-- Tugas yang Diberikan A --
Tuliskan kembali tanpa perubahan bagian jurnal tentang Suku Talang Mamak dari "Pandangan pertamaku dengan masyarakat" sampai "Suku Talang Mamak.".
-- Tugas yang Diberikan B --
Teruskan jurnal tentang pertemuan pertama dengan Suku Talang Mamak, dimulai sesudah kalimat terakhirnya.

-- Kutipan --
#####

Selasa, 07 Agustus 2018

Jurnal Seorang Tamu: Pandangan Pertamaku dengan Suku Talang Mamak





 Aku berpose bersama masyarakat Suku Talang Mamak di Dusun Simerantihan Desa Suo-suo Kecamatan Sumay Kabupaten Tebo Provinsi Jambi
Senja itu, aku menginjakkan kaki untuk pertama kalinya di Dusun Simerantihan. Bersama dengan 4 orang senior yang “menyenangkan”, dan 1 orang (katakanlah) pemandu, kisah ini bermula.
22 Juli 2018 - 1 Agustus 2018
Sebuah “tugas pertama” menakdirkanku bertamu di tempat ini. Sungguh, tak pernah terprediksi dan masuk dalam rencana hidupku. Semuanya seperti mengalir tanpa disengaja. Dan penuh misteri.
Pandangan pertamaku dengan masyarakat yang mendiami Dusun Simerantihan berlatar tempat di sebuah mess tak terawat namun masih layak ditempati. Ditemani satu purnama dan kerlipan bintang, aku berkenalan dengan masyarakat Suku Talang Mamak.
Di malam itu, pimpinan perjalanan kami menyampaikan alasan kedatangan kami. Tak lupa ia juga memperkenalkanku kepada masyarakat. Diiringi kicauan burung perbincangan kami pun kian mengalir.
Dinginnya malam tak membuat hatiku juga menjadi beku. Rasanya hatiku begitu mudah untuk beradaptasi dengan keadaan. Ya walaupun aku masih sedikit bingung. Katakanlah canggung. Aku masih ragu untuk bersikap karena takut salah langkah.
Ini sebenarnya rahasia, cuma tak apalah kuungkap saja. Jujur saja aku sempat takut ketika tidur tanpa teman di dalam mess. Maklum hanya aku yang perempuan, tidak mungkin tidur bersama para senior di luar mess.

#####

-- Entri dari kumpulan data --
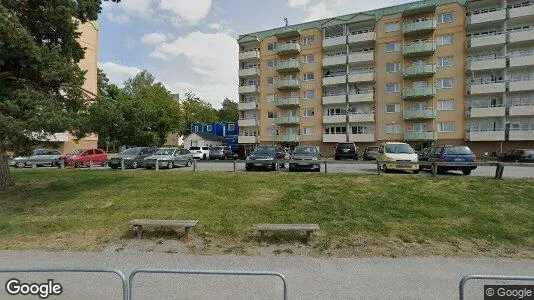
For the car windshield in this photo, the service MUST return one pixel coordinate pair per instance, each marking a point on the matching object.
(165, 152)
(459, 150)
(399, 149)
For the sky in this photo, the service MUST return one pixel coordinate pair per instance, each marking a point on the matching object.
(191, 46)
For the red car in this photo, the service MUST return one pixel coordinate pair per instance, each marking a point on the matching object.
(82, 158)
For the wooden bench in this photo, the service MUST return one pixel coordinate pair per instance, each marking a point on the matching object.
(308, 228)
(187, 224)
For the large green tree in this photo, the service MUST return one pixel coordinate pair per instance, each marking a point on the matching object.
(40, 80)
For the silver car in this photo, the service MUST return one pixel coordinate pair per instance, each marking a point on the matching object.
(169, 158)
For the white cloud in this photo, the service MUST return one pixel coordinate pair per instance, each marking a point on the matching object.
(118, 74)
(153, 38)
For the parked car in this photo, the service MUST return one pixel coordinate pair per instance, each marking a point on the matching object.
(370, 153)
(398, 156)
(518, 155)
(262, 155)
(220, 152)
(200, 152)
(133, 157)
(41, 157)
(306, 154)
(346, 151)
(454, 154)
(83, 158)
(169, 158)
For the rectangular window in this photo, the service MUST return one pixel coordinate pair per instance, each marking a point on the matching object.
(392, 67)
(446, 127)
(392, 108)
(445, 105)
(445, 18)
(392, 88)
(391, 27)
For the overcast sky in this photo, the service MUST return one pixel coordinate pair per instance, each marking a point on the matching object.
(191, 45)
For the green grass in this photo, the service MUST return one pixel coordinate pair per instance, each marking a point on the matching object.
(48, 203)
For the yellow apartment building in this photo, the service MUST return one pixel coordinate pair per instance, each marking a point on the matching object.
(428, 72)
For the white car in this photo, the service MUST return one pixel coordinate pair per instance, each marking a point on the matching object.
(200, 152)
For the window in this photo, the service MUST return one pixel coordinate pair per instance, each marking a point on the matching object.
(446, 127)
(445, 83)
(445, 18)
(391, 27)
(309, 131)
(309, 40)
(392, 108)
(445, 62)
(392, 87)
(308, 112)
(393, 128)
(309, 58)
(445, 40)
(309, 94)
(392, 67)
(393, 47)
(446, 105)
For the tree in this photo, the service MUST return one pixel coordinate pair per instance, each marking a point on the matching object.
(40, 80)
(228, 112)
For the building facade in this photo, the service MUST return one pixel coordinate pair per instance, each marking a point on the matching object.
(428, 72)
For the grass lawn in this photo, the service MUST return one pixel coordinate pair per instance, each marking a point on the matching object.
(83, 210)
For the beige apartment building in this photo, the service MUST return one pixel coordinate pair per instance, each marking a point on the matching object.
(428, 72)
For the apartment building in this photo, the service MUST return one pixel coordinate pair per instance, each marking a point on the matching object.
(428, 72)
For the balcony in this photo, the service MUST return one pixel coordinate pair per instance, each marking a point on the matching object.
(362, 38)
(487, 40)
(288, 138)
(362, 77)
(520, 86)
(361, 118)
(247, 106)
(361, 97)
(288, 120)
(362, 138)
(419, 114)
(419, 49)
(484, 112)
(288, 49)
(334, 60)
(288, 66)
(487, 64)
(249, 55)
(479, 136)
(419, 92)
(287, 102)
(420, 70)
(361, 57)
(521, 36)
(334, 138)
(243, 139)
(421, 27)
(248, 89)
(522, 61)
(334, 99)
(334, 119)
(335, 80)
(334, 41)
(499, 15)
(249, 72)
(247, 123)
(487, 88)
(420, 136)
(288, 84)
(524, 110)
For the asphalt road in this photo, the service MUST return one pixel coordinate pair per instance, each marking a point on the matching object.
(308, 278)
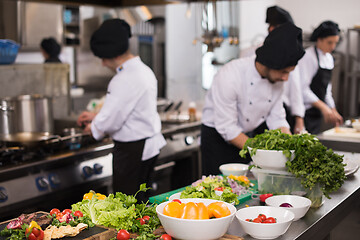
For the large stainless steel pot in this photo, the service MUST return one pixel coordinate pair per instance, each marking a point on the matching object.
(7, 117)
(33, 114)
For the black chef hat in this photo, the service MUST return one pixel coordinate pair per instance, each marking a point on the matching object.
(325, 29)
(282, 48)
(276, 15)
(111, 39)
(51, 47)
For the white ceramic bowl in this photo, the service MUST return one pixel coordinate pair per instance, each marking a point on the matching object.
(270, 159)
(300, 204)
(189, 229)
(236, 169)
(283, 217)
(356, 125)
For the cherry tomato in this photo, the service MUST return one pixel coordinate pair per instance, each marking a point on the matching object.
(142, 221)
(262, 217)
(123, 235)
(54, 211)
(78, 214)
(270, 220)
(165, 237)
(177, 200)
(66, 211)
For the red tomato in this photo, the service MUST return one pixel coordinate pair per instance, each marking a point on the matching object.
(65, 211)
(177, 200)
(54, 211)
(123, 235)
(270, 220)
(78, 214)
(146, 218)
(165, 237)
(262, 217)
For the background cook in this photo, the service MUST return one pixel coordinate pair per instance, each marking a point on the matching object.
(129, 113)
(246, 97)
(315, 71)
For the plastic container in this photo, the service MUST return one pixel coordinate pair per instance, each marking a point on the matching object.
(285, 183)
(8, 51)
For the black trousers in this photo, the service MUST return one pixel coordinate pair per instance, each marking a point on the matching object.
(215, 151)
(129, 171)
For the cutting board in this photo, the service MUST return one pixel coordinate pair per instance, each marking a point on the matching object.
(350, 133)
(94, 233)
(165, 196)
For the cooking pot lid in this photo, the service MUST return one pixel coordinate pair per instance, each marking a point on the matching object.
(27, 137)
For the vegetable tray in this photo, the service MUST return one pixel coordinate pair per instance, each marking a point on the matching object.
(165, 196)
(94, 233)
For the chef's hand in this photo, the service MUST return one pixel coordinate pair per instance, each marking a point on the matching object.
(339, 118)
(85, 118)
(299, 125)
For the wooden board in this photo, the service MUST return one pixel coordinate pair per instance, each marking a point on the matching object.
(94, 233)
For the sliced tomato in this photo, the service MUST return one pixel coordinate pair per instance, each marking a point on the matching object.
(262, 217)
(65, 211)
(123, 235)
(54, 211)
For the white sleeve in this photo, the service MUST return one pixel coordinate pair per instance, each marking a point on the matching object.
(295, 94)
(120, 100)
(225, 105)
(329, 100)
(308, 68)
(277, 116)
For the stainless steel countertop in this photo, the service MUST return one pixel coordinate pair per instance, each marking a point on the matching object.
(317, 223)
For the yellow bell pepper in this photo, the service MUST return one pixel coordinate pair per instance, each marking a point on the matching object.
(218, 210)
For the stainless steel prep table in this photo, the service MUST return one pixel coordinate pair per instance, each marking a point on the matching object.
(317, 223)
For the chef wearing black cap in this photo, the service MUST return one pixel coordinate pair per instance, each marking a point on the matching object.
(315, 70)
(129, 114)
(247, 93)
(50, 49)
(293, 100)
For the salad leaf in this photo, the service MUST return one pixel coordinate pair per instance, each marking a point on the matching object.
(313, 162)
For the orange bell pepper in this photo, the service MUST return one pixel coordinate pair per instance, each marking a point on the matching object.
(174, 209)
(218, 210)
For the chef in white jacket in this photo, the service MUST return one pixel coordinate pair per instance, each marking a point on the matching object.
(315, 72)
(129, 114)
(246, 97)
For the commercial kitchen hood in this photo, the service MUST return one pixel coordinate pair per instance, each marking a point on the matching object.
(115, 3)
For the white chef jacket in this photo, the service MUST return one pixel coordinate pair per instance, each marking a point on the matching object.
(129, 112)
(239, 100)
(308, 67)
(293, 94)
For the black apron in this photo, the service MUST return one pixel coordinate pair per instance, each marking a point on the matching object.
(215, 151)
(129, 171)
(319, 84)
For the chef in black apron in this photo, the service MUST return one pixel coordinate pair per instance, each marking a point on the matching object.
(246, 97)
(315, 70)
(129, 114)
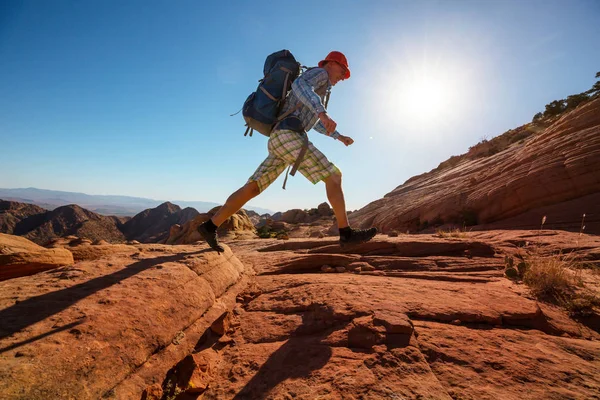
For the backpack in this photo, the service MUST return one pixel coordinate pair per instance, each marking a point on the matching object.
(261, 109)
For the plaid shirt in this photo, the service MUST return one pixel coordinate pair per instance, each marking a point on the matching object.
(303, 91)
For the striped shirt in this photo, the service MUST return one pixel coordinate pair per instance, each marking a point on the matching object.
(311, 104)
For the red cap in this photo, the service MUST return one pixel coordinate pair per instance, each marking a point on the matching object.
(339, 58)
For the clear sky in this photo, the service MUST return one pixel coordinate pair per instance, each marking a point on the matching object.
(133, 97)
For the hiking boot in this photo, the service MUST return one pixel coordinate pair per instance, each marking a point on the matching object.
(211, 237)
(357, 236)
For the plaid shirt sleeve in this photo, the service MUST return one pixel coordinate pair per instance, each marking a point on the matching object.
(304, 87)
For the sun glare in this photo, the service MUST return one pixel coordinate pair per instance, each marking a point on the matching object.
(424, 96)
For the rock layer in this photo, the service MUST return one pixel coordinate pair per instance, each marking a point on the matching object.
(21, 257)
(106, 328)
(557, 165)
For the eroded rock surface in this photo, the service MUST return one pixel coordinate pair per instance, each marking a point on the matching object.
(109, 325)
(21, 257)
(412, 317)
(407, 317)
(557, 165)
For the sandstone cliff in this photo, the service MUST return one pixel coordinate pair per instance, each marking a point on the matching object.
(532, 177)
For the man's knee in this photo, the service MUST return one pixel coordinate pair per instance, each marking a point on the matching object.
(335, 178)
(253, 188)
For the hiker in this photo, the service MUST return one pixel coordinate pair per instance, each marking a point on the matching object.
(304, 110)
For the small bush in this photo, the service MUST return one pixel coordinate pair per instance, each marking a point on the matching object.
(551, 277)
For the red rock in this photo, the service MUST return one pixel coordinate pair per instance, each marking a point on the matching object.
(21, 257)
(551, 168)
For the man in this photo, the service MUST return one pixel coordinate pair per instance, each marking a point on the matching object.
(285, 145)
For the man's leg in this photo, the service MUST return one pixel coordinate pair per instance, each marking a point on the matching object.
(335, 195)
(265, 174)
(236, 201)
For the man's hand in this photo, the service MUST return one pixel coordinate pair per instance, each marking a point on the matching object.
(346, 140)
(328, 123)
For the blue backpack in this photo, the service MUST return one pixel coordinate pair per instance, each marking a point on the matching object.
(261, 109)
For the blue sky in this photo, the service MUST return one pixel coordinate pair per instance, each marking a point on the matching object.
(134, 97)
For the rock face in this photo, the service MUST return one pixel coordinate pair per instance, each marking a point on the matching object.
(12, 212)
(414, 316)
(153, 225)
(68, 220)
(429, 318)
(557, 165)
(108, 326)
(238, 225)
(21, 257)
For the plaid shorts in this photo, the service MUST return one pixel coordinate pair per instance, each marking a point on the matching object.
(284, 147)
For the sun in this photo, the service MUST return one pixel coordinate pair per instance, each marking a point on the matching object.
(425, 98)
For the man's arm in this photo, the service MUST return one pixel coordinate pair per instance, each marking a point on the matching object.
(319, 127)
(304, 87)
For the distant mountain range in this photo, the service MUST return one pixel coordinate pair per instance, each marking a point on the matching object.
(101, 204)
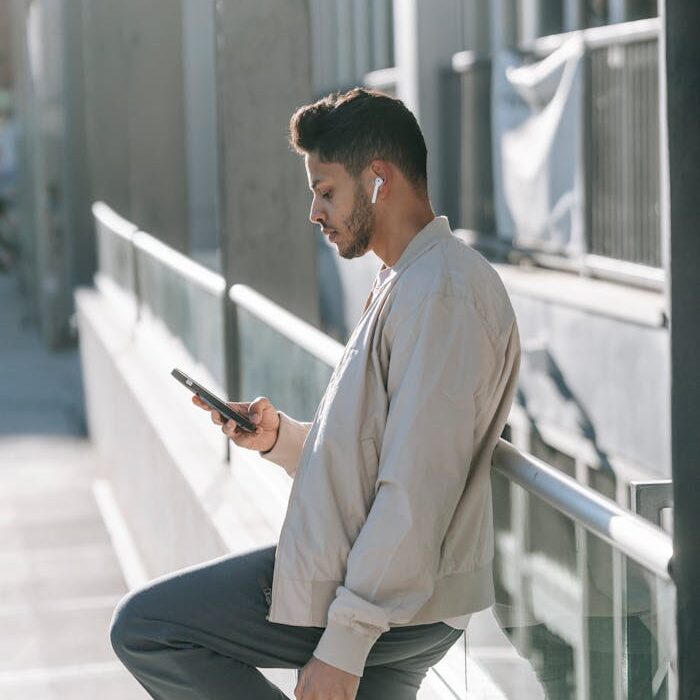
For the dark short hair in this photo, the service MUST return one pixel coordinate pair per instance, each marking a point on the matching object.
(359, 126)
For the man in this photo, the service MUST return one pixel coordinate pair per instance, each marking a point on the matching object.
(387, 544)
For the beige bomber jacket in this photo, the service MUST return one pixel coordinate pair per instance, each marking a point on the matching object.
(390, 517)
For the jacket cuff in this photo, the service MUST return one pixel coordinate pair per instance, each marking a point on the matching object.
(345, 648)
(290, 441)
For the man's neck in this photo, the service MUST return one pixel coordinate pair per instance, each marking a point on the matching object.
(395, 234)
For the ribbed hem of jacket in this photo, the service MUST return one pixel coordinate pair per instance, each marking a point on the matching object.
(290, 440)
(344, 648)
(306, 603)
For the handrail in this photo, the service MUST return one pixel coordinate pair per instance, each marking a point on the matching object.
(632, 535)
(193, 271)
(600, 37)
(301, 333)
(115, 223)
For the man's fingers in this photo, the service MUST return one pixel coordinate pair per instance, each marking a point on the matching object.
(257, 407)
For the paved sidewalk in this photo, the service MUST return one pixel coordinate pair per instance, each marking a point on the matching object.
(59, 575)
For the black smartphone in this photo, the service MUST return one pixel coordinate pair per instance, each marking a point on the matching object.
(214, 401)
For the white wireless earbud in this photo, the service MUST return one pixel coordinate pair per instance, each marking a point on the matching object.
(378, 182)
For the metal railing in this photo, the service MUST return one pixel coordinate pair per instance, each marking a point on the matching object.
(272, 347)
(621, 151)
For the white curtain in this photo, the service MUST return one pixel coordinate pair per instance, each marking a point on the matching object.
(539, 181)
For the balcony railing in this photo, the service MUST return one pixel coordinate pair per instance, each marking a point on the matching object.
(584, 592)
(621, 151)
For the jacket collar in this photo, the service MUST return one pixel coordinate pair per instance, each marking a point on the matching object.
(438, 229)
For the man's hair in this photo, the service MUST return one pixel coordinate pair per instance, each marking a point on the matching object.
(359, 126)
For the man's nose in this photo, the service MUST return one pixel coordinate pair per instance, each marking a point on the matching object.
(316, 215)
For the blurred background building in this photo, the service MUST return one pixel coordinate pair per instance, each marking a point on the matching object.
(544, 125)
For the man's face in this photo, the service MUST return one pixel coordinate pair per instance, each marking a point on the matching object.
(340, 206)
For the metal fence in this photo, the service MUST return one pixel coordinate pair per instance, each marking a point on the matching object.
(622, 146)
(622, 140)
(601, 628)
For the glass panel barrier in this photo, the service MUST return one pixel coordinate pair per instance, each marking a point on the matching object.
(589, 621)
(187, 298)
(272, 365)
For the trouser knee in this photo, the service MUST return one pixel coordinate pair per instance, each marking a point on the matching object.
(126, 632)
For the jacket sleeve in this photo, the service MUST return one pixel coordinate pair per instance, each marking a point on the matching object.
(290, 441)
(438, 356)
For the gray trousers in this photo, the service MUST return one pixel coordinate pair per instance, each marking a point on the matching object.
(201, 633)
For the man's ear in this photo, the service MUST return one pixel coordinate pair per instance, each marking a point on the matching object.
(380, 174)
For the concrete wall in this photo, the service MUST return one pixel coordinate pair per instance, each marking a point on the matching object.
(155, 104)
(56, 245)
(263, 75)
(182, 501)
(597, 375)
(135, 112)
(198, 50)
(106, 94)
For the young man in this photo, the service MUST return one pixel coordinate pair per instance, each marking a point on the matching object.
(388, 541)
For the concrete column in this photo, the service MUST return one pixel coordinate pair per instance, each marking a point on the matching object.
(680, 66)
(426, 35)
(263, 76)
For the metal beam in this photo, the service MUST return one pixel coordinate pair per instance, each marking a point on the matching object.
(680, 66)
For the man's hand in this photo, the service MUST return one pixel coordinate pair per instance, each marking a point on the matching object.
(321, 681)
(260, 412)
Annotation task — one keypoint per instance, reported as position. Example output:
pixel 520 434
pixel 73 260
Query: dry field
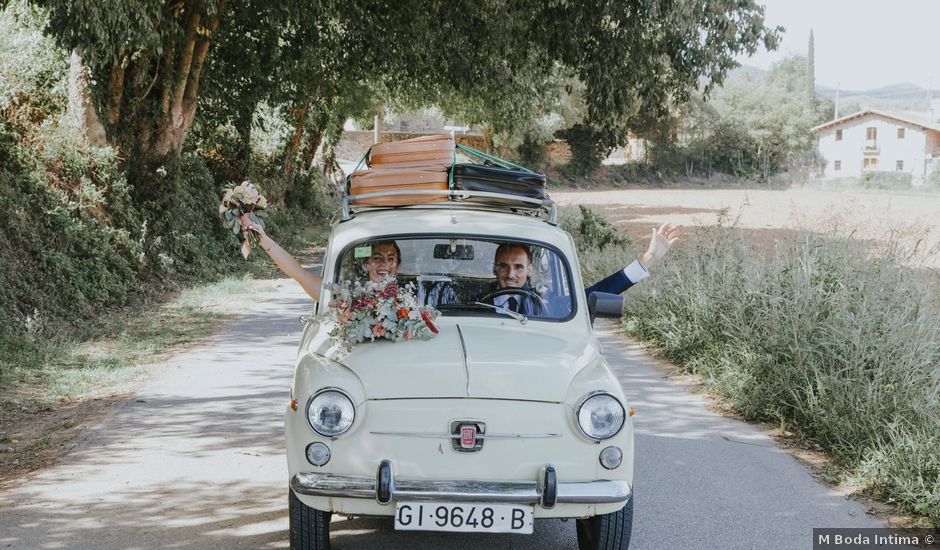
pixel 912 219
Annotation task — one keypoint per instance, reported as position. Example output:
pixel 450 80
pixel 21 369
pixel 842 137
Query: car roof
pixel 367 225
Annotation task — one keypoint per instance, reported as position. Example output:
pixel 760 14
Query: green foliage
pixel 886 180
pixel 752 127
pixel 587 150
pixel 32 70
pixel 508 64
pixel 60 257
pixel 836 341
pixel 933 180
pixel 601 250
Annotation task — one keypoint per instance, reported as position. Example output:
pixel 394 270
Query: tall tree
pixel 809 94
pixel 147 57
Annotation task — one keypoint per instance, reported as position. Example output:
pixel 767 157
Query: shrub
pixel 831 338
pixel 33 70
pixel 60 256
pixel 885 180
pixel 587 152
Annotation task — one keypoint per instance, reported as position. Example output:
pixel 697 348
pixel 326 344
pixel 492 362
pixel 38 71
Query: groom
pixel 513 267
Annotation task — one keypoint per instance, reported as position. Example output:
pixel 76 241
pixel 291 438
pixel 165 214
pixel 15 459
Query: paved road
pixel 196 461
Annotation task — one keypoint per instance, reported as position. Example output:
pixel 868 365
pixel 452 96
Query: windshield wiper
pixel 499 309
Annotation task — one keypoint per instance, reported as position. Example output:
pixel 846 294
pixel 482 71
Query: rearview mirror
pixel 605 305
pixel 453 252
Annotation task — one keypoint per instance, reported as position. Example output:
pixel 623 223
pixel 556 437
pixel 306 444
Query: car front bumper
pixel 545 491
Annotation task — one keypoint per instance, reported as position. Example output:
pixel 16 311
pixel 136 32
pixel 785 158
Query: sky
pixel 860 44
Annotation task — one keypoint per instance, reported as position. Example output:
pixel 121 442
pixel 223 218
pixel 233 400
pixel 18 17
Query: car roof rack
pixel 456 200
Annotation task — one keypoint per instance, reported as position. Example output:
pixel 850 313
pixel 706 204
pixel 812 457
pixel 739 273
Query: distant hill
pixel 896 97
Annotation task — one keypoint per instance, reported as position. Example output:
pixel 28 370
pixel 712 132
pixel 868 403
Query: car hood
pixel 505 360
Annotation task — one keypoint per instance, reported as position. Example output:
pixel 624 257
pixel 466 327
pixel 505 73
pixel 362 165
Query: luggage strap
pixel 498 161
pixel 356 169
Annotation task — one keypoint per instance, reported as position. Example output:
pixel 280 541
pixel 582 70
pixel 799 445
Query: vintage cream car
pixel 499 420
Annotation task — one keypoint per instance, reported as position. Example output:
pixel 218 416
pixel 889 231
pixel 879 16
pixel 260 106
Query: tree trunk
pixel 243 127
pixel 179 94
pixel 81 109
pixel 299 114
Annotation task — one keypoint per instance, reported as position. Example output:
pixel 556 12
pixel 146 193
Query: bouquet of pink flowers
pixel 243 199
pixel 366 311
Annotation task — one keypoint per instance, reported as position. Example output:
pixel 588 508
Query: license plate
pixel 464 518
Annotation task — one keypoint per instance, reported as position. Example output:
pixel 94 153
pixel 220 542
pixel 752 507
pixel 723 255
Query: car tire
pixel 607 531
pixel 309 528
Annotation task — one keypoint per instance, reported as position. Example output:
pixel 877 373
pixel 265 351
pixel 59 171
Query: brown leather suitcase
pixel 398 179
pixel 431 151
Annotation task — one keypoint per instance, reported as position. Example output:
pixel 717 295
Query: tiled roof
pixel 900 117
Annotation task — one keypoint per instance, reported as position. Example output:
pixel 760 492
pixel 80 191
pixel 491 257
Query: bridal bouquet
pixel 366 311
pixel 243 199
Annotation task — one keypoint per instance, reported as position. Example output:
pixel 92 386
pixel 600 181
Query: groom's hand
pixel 661 240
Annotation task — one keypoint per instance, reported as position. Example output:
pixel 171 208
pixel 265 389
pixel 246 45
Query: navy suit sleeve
pixel 614 283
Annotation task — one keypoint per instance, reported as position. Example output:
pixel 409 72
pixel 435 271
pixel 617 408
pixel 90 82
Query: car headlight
pixel 601 416
pixel 331 413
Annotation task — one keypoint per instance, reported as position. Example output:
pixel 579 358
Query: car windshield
pixel 469 276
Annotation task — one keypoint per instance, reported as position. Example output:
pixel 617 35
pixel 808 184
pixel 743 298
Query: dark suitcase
pixel 474 177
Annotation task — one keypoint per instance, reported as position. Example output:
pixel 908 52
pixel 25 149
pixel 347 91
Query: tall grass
pixel 832 338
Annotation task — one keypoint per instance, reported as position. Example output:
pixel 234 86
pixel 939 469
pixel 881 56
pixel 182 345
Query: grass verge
pixel 52 386
pixel 835 340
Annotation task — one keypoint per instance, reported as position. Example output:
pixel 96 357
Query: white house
pixel 881 141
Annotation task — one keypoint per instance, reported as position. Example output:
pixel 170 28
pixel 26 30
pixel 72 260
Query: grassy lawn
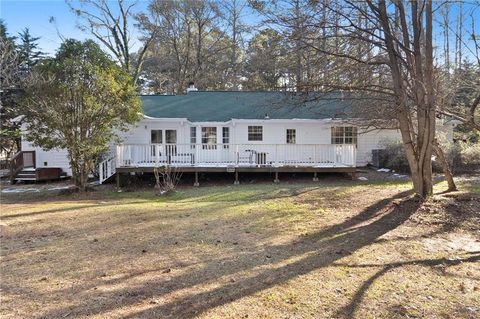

#####

-- Hasil Tugas A --
Pandangan pertamaku dengan masyarakat yang mendiami Dusun Simerantihan berlatar tempat di sebuah mess tak terawat namun masih layak ditempati. Ditemani satu purnama dan kerlipan bintang, aku berkenalan dengan masyarakat Suku Talang Mamak.

-- Hasil Tugas B --
Alhamdulillah, puji Tuhan, Pati Serunai (Pimpinan Suku Talang Mamak) sepertinya mengerti kekhawatiranku. Ia menyuruh sepasang suami istri untuk menemani malam-malam kami selama di Dusun Simerantihan. Secara adat pun, sangat terlarang perempuan yang belum berkeluarga bermalam dengan laki-laki yang juga belum berkeluarga. Harus ada yang menemani atau aku diinapkan di rumah masyarakat.
Ibu yang menemaniku tidur bernama Marsinah. Karena ia masih terlihat muda, aku memanggilnya Kak Marsinah. Ia adalah Ibu dari 3 orang anak, yang kesemuanya laki-laki. Sekadar informasi, anak Kak Marsinah yang no 2 (Sumanto), bandelnya bukan kepalang. Bandel tapi cengeng. Ahh jika ingat kejadian lucu tentang Manto, rasanya aku ingin tertawa.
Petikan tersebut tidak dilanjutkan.